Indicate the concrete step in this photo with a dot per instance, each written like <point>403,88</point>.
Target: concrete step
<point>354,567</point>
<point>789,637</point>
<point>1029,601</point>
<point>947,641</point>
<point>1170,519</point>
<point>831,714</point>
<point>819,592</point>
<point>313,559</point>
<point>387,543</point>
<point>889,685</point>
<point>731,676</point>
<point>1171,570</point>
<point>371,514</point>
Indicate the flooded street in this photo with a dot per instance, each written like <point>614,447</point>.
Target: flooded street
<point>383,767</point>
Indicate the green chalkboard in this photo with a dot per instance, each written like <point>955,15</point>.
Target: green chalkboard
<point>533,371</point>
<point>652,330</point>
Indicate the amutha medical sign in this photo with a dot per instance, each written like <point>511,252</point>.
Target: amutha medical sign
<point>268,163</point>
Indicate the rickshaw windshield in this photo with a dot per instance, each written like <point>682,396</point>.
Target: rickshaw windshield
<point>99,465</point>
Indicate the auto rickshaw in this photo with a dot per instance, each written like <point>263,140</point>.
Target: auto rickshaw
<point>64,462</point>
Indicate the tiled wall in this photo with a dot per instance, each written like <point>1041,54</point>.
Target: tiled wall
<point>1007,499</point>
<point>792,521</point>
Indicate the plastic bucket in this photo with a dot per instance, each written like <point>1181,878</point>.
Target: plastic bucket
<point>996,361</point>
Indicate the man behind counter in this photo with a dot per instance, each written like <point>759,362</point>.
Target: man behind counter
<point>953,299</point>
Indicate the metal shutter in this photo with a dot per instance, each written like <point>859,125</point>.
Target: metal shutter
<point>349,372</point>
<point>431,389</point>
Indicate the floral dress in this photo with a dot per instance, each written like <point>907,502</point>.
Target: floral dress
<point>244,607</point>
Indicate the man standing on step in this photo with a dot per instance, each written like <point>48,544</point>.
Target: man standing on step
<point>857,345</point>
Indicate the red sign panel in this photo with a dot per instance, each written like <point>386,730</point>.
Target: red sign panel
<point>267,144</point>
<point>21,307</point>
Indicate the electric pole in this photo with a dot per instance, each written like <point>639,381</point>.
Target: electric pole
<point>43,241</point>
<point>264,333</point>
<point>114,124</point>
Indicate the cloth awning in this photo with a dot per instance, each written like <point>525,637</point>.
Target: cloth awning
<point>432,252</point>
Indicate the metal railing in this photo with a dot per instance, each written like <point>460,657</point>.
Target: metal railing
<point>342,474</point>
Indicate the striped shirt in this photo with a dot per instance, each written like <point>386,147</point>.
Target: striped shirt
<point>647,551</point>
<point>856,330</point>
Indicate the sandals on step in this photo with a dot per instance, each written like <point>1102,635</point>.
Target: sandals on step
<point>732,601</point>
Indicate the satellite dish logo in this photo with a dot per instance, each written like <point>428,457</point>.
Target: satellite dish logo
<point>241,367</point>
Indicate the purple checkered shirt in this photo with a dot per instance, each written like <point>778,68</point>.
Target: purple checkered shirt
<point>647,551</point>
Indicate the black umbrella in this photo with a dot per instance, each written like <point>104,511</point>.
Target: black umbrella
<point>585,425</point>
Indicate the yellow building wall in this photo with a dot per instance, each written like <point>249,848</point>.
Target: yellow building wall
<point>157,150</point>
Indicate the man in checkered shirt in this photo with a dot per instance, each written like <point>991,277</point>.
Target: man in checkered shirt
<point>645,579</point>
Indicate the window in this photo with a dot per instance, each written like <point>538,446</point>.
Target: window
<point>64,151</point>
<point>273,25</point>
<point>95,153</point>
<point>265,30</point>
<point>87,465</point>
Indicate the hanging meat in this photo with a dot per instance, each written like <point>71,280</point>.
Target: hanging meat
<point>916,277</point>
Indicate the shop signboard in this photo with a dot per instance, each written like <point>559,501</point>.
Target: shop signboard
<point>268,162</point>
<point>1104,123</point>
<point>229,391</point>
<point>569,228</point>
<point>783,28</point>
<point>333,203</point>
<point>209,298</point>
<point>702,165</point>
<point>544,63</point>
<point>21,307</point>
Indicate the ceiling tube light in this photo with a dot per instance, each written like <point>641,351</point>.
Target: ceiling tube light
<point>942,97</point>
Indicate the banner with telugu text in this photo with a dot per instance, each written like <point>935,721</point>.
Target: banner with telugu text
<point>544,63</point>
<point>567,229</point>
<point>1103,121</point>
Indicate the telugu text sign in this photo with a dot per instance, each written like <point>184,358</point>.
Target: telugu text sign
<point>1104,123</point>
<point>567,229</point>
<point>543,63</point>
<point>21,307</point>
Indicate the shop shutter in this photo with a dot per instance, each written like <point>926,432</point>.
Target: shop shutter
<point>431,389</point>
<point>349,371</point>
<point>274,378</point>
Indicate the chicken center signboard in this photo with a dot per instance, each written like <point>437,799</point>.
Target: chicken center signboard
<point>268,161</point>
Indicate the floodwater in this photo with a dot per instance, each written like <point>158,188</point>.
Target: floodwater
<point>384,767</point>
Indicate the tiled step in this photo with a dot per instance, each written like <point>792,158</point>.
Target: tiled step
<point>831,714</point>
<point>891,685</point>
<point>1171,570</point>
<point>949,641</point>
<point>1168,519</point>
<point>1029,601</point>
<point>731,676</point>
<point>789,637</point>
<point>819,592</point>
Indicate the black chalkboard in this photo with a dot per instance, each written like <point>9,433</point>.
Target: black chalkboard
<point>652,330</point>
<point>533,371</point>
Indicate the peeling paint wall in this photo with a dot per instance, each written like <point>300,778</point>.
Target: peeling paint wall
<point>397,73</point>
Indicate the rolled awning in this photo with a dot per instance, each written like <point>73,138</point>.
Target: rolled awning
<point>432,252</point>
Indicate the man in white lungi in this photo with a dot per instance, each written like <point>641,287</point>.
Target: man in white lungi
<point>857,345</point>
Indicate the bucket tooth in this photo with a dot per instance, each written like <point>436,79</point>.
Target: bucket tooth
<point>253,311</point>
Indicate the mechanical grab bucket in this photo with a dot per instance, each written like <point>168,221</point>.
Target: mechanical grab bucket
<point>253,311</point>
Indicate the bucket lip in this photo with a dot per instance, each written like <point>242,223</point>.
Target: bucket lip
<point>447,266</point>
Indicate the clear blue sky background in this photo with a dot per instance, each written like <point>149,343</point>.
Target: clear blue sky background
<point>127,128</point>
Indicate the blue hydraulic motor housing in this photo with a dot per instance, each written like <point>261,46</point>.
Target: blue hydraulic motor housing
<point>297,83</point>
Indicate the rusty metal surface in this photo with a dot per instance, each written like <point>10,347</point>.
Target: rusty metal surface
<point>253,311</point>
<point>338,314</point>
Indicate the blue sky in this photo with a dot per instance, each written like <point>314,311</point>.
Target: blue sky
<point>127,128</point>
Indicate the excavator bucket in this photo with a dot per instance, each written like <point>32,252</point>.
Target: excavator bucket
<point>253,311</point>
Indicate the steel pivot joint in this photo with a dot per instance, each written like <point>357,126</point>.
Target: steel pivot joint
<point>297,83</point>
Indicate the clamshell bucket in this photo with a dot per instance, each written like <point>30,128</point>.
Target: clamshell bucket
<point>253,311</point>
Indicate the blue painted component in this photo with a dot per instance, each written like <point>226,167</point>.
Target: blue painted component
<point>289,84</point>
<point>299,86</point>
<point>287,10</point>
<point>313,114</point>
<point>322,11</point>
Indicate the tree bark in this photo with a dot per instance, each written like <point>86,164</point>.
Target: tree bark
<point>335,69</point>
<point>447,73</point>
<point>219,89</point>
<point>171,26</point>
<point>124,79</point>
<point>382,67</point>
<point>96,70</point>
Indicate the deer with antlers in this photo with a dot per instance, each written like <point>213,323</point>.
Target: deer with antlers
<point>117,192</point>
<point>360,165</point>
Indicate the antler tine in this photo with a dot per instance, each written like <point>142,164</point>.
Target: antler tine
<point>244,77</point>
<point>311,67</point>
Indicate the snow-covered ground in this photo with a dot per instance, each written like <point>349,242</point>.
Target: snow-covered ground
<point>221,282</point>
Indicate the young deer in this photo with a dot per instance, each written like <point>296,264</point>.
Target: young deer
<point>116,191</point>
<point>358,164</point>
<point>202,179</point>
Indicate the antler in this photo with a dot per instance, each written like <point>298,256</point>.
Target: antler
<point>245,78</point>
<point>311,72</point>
□ □ □ □ □
**Problem statement:** Echo the lines starting at the one containing "Indicate the floral" and ending at the one containing "<point>645,579</point>", both included, reproducing them exactly with nothing else.

**Exercise response:**
Indicate the floral dress in this photo with a dot per instance, each written like <point>907,502</point>.
Target: floral dress
<point>244,607</point>
Indicate the man standing on step in this photo with a dot per instance, each written like <point>48,544</point>.
Target: man standing on step
<point>857,345</point>
Indicate the red sign panel in this photo with a dot per instance, each written like <point>386,730</point>.
Target: red sign panel
<point>267,144</point>
<point>21,307</point>
Indicate the electric pole in this photo with a dot per instance, each written like <point>639,381</point>.
Target: electric pole
<point>43,241</point>
<point>264,333</point>
<point>114,124</point>
Indicate the cloth awning in this photo with a dot per instance, each written like <point>525,637</point>.
Target: cloth awning
<point>432,252</point>
Indicate the metal railing in this photo with a dot per instance, each written like <point>460,657</point>.
Target: metal railing
<point>342,474</point>
Indicate the striped shirt in this photo with a dot per instance, each written like <point>386,147</point>.
Target: striped shirt
<point>647,551</point>
<point>856,330</point>
Indicate the sandals on step in this photo with a dot per instance, each written like <point>1102,635</point>.
Target: sandals on step
<point>732,601</point>
Indicate the satellite dish logo in this photo with a dot per instance, each written like <point>428,457</point>.
Target: satellite dish logo
<point>241,367</point>
Indicate the purple checkered shirt in this photo with a dot per instance, each written like <point>778,68</point>.
Target: purple checkered shirt
<point>647,551</point>
Indicate the black umbrella in this photo with a dot per instance, each written like <point>104,511</point>.
Target: black umbrella
<point>585,425</point>
Indicate the yellow building wall in this photo with a dot per instance, each written like <point>249,848</point>.
Target: yellow building wall
<point>157,150</point>
Indicate the man in checkered shirt in this photo with a dot per instance, each written like <point>991,277</point>.
Target: man in checkered shirt
<point>645,579</point>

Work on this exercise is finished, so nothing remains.